BEGIN SOURCE MATERIAL

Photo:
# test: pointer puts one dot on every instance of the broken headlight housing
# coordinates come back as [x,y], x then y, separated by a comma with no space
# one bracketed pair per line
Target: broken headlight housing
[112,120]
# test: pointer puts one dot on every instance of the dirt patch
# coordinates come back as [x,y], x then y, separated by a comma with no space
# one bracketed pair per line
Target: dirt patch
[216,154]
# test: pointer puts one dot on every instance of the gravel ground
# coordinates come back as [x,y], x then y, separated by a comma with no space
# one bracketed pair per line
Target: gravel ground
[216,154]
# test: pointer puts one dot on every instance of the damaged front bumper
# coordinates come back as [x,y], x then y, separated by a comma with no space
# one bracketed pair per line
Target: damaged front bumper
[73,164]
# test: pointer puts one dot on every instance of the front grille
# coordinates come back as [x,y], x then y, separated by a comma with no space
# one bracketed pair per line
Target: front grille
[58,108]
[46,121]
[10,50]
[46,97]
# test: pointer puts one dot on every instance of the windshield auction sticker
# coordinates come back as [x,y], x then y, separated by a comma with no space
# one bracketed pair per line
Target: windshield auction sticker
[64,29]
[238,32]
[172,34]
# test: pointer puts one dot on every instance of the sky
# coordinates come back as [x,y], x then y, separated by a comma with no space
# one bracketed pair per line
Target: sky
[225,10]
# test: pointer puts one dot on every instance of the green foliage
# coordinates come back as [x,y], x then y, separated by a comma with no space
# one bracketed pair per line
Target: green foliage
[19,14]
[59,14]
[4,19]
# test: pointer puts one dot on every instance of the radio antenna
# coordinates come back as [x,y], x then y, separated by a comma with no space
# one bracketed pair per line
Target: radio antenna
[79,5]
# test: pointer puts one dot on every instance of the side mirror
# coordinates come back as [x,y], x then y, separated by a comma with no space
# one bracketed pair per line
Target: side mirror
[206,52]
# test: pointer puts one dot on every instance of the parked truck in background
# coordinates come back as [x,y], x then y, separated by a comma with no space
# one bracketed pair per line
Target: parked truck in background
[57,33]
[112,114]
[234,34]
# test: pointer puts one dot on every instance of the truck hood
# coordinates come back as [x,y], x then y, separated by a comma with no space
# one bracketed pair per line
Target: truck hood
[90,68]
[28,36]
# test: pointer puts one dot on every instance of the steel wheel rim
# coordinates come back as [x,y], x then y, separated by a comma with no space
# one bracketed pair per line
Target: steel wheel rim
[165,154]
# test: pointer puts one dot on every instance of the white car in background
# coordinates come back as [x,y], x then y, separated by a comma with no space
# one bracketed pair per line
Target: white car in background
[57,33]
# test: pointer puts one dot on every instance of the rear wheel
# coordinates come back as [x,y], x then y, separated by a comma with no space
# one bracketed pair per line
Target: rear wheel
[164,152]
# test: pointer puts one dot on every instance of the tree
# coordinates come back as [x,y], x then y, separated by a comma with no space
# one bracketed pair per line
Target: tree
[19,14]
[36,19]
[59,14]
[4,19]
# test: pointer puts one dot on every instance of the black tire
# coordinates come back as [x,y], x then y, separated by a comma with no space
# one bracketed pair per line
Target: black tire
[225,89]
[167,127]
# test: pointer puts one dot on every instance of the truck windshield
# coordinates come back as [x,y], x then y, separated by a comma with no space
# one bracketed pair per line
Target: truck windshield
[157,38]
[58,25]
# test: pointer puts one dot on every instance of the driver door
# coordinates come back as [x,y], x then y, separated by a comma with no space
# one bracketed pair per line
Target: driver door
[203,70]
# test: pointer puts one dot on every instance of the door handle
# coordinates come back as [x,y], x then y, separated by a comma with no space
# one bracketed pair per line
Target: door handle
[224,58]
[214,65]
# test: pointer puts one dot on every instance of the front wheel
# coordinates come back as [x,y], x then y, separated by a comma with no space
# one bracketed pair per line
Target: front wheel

END SOURCE MATERIAL

*EXERCISE*:
Each entry shown above must be retyped word for word.

*THE COMPLETED TASK*:
Photo:
# test: pointer puts one dot on every instance of the broken headlight housing
# coordinates come back as [x,y], x then y, separated by a comma with no space
# one bracketed pair per line
Target: broken headlight housing
[112,120]
# test: pointer puts one dot on every instance of the dirt patch
# coordinates come back as [x,y], x then y, separated by a comma with no space
# one bracketed pair per line
Target: dirt patch
[216,154]
# test: pointer puts one dot on every instance of the gravel ground
# coordinates come back as [x,y], x then y, separated by a comma with no space
# one bracketed pair per line
Target: gravel ground
[216,154]
# test: pointer puts one dot on every instance of the damaged front bumper
# coordinates come back as [x,y], x then y, separated by a comma with no space
# one bracketed pair per line
Target: damaged front bumper
[73,164]
# test: pointer puts one dot on every instance of the front grille
# coordinates come back as [x,y], x then y, separated by a comma with no space
# one bracketed pair per line
Target: front grille
[58,108]
[46,121]
[10,50]
[46,97]
# test: pointer puts one dot on every instance of the windshield auction sticker
# coordinates come back as [x,y], x then y, separated by a comma with no space
# one bracketed pair per line
Target: windshield auction sticker
[64,29]
[238,32]
[172,34]
# test: pointer puts one dot on every instance of the sky
# coordinates come back as [x,y], x then y, separated by a comma with no space
# one bracketed pair per line
Target: sky
[225,10]
# test: pointer puts one dot on every instance of the green foliage
# coordinates come back as [x,y], x then y, separated by a comma with no space
# one bracketed pair per line
Target: green foliage
[19,14]
[59,14]
[4,19]
# test: pointer puts one dot on every instance of the radio antenna
# coordinates come back as [x,y], x then y, separated by a comma with no space
# one bracketed pair per line
Target: radio antenna
[79,5]
# test: pointer puts one dot on every instance of the side mirror
# coordinates come back as [x,y], x then y, separated by a comma with no space
# one bracketed pair per line
Target: side mirror
[206,52]
# test: pointer puts one dot on every instance of the parked truck in background
# coordinates come back as [x,y], x then y, separated by a comma with no space
# one bracketed pair per line
Target: parked truck in background
[57,33]
[112,114]
[234,34]
# test: pointer puts one dot on every instance of the truck hood
# coordinates come back as [x,y], x then y, separated by a comma with no space
# one bracketed pair per line
Target: truck hood
[90,68]
[28,36]
# test: pointer puts one dot on every instance of the steel wheel rim
# coordinates come back as [x,y], x then y, separated by a comma with no space
# one bracketed pair per line
Target: steel wheel rim
[165,154]
# test: pointer puts one dot on every instance of the white car in background
# coordinates come back as [x,y], x then y, separated by a comma with no space
# one bracketed pair per line
Target: white car in background
[57,33]
# test: pointer puts one dot on every instance of the rear wheel
# coordinates come back as [x,y], x then y, separated by a comma with no space
# one bracketed pair per line
Target: rear wheel
[164,152]
# test: pointer puts one dot on every instance of the tree
# coordinates come back as [x,y], x then y, separated by a comma with no space
# one bracketed pair per line
Target: tree
[19,14]
[36,19]
[59,14]
[4,19]
# test: pointer puts one dot on every instance of the black tire
# coordinates come back as [x,y], x then y, separated by a comma with no space
# one bracketed pair per line
Target: black tire
[225,89]
[167,127]
# test: pointer puts one dot on every instance of the truck windshield
# coordinates come back as [x,y], x then y, separated by a comma with no space
# one bracketed pair per line
Target: truck windshield
[157,38]
[58,25]
# test: pointer puts one dot on every instance of the driver door
# coordinates come back as [x,y], x then y, separated by a comma with no space
# one bracketed pair per line
Target: driver door
[203,70]
# test: pointer puts one dot on every instance of the door handle
# coordinates come back as [x,y], x then y, separated by a comma with no space
# one bracketed pair per line
Target: door handle
[224,58]
[214,65]
# test: pointer puts one dot on every instance of the front wheel
# coordinates come back as [x,y], x then y, separated by a comma with no space
# one bracketed pair per line
Target: front wheel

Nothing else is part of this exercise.